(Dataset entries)

• • • •

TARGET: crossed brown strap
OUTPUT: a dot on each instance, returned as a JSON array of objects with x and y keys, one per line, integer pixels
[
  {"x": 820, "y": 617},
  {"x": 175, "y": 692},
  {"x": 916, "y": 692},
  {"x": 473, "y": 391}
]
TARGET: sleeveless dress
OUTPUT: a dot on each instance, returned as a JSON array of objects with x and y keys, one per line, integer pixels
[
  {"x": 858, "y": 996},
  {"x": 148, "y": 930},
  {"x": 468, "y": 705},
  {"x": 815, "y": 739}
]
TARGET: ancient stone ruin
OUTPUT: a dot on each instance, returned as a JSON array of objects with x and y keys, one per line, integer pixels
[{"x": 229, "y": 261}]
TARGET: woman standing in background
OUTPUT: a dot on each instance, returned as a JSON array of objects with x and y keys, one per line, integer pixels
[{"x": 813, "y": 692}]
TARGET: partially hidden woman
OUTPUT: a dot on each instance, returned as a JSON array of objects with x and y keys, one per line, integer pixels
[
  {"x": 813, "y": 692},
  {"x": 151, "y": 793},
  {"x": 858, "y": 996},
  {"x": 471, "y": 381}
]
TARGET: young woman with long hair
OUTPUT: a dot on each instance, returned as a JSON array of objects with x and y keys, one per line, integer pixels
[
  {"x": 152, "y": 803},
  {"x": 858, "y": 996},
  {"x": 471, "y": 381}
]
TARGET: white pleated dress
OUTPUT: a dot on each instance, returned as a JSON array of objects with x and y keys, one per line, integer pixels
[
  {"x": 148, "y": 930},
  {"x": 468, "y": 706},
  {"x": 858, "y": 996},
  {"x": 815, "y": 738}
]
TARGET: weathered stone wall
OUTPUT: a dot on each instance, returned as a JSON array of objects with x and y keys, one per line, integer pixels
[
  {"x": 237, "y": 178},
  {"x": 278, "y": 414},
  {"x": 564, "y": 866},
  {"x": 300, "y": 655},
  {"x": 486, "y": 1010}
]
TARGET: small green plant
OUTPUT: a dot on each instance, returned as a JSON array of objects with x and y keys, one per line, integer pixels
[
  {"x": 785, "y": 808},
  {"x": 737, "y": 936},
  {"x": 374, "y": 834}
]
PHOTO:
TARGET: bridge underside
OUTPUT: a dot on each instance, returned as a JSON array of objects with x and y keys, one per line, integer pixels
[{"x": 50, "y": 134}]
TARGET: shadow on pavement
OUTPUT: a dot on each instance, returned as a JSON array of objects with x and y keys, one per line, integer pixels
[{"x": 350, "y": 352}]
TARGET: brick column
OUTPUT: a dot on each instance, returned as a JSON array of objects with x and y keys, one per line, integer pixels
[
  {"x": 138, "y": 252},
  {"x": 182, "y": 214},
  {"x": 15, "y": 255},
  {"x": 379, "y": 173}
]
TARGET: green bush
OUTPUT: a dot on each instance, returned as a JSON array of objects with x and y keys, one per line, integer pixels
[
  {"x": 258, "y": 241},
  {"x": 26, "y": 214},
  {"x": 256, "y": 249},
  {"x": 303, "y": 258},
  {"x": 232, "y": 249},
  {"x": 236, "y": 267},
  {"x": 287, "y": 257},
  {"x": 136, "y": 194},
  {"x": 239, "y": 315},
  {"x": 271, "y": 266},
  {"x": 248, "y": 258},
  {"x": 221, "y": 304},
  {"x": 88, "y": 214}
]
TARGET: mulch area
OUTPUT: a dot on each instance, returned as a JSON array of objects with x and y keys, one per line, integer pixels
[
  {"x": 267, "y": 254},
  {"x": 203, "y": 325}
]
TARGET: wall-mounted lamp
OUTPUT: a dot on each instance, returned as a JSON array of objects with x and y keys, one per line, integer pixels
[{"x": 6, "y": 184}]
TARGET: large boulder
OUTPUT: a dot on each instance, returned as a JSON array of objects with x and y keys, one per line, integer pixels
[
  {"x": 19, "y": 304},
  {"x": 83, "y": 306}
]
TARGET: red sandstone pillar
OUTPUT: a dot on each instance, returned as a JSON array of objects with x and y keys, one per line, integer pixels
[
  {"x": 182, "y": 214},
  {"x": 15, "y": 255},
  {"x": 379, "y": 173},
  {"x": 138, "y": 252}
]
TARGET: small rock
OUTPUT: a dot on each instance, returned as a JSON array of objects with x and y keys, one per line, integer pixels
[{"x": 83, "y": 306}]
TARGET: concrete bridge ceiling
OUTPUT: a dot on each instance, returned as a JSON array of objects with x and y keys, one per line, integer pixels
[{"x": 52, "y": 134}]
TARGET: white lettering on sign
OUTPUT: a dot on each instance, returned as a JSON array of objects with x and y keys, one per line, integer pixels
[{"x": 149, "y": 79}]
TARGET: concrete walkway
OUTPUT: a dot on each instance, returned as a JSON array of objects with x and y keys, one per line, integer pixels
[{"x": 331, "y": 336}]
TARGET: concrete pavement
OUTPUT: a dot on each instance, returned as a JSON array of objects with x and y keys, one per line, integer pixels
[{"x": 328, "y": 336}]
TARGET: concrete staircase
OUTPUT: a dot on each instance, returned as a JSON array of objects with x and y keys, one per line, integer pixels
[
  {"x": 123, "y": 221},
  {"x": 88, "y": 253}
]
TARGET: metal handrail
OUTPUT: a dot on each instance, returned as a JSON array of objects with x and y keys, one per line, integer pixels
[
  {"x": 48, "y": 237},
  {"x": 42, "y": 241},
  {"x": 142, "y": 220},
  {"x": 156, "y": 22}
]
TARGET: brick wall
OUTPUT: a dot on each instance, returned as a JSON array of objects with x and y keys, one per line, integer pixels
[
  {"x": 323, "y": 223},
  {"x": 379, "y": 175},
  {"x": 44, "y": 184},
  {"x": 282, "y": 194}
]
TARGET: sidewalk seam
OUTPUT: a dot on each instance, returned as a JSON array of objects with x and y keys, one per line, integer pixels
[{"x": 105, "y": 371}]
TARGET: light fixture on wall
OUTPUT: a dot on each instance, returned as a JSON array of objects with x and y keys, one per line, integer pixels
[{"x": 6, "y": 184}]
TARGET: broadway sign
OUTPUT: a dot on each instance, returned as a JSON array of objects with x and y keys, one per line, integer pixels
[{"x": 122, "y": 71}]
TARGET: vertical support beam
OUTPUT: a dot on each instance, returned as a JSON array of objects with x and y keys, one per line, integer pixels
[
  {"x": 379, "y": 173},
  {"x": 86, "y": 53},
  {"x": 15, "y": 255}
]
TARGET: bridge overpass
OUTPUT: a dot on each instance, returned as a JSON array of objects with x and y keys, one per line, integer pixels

• • • •

REQUIRED WORK => In the records, which lines use the word "dress"? Report them.

EXPECTED ANSWER =>
TARGET: sleeveless dress
TARGET: white pleated dress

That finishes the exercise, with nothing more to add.